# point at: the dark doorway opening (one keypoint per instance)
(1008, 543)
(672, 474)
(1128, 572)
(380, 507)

• • •

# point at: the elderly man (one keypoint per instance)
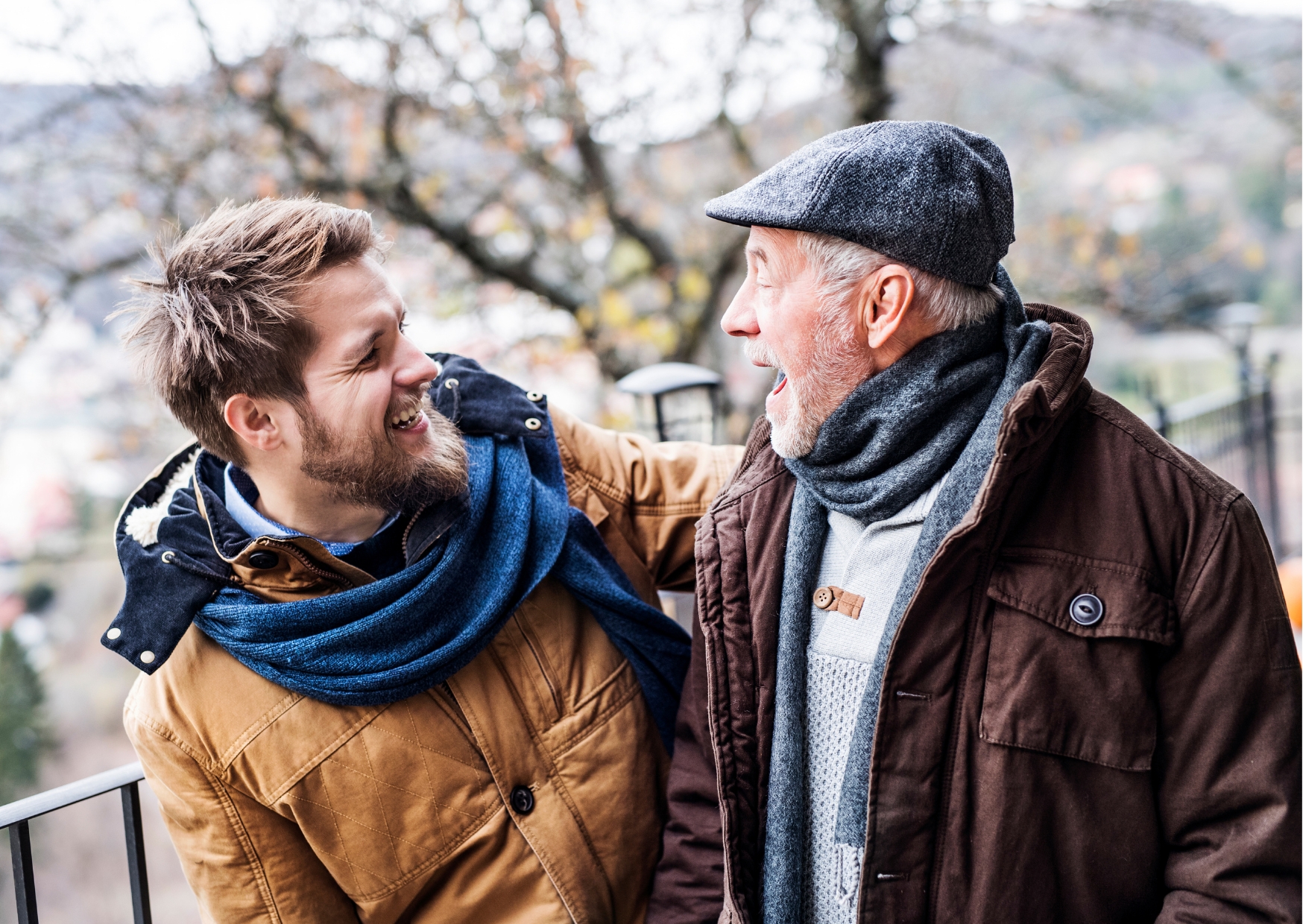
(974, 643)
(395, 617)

• • •

WHAT THE TASK REQUIRES
Copy out each line from the entries above that contains the word "instance".

TASK OUTPUT
# point at: the dark doorway opening (one keypoint per instance)
# point at: the elderly man (one keypoint per instance)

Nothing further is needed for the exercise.